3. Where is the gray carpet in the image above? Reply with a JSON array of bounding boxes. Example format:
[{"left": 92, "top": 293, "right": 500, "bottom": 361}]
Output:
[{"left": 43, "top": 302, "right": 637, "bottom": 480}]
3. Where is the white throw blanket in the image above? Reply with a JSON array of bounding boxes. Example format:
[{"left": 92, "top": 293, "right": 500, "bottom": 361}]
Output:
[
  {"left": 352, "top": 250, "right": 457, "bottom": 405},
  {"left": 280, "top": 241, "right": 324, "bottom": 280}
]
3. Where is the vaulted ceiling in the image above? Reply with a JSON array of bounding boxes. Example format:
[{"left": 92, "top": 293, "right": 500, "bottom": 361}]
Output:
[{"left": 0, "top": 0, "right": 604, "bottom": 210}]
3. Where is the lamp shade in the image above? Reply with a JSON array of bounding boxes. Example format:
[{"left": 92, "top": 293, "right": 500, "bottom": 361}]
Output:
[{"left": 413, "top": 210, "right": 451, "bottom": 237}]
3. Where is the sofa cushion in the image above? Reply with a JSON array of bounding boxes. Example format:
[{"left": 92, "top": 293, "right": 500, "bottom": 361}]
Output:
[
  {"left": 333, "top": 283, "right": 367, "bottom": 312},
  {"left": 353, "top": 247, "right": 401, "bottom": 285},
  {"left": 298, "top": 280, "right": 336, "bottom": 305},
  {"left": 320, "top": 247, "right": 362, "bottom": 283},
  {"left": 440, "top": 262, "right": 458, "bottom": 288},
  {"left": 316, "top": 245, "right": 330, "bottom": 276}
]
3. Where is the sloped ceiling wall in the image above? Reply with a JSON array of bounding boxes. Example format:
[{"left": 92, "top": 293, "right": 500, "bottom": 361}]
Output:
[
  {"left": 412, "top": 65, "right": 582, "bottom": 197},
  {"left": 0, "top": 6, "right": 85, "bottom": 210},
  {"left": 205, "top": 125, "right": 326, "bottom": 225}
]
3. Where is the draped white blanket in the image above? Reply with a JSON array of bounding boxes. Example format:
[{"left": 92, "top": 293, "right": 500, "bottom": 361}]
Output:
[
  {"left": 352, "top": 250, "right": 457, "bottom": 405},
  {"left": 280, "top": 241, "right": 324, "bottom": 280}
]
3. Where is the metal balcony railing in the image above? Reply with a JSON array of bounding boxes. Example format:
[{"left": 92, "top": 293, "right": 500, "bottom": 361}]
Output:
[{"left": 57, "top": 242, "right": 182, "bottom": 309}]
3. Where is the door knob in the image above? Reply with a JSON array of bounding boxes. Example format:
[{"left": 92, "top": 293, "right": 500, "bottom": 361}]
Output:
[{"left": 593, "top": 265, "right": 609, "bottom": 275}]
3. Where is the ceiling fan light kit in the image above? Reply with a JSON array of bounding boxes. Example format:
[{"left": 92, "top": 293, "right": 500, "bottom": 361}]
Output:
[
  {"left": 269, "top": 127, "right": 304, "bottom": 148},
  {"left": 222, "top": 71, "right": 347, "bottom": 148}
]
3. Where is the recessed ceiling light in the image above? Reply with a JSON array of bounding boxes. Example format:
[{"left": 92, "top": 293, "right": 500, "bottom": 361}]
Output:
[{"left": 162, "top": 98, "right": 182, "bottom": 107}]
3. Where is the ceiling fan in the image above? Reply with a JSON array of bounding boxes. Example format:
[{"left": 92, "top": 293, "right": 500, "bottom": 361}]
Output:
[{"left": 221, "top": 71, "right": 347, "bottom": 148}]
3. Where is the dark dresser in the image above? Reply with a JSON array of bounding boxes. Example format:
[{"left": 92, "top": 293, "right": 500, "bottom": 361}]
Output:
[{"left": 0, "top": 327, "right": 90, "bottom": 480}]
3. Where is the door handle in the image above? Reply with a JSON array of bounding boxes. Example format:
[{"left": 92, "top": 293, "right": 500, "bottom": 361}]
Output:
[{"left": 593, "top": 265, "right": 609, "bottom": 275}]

□ □ □ □

### Set task
Add 39 to every bounding box coordinate in the answers, from the line with "3. Where is the door handle" through the end of the entries. Write out all of those lines again, requests included, and leave the numbers in the requests and their sample format unchanged.

### Output for this task
3. Where is the door handle in the image above? Reply with a JSON array of bounding boxes. Example format:
[{"left": 92, "top": 293, "right": 500, "bottom": 361}]
Output:
[{"left": 632, "top": 304, "right": 648, "bottom": 314}]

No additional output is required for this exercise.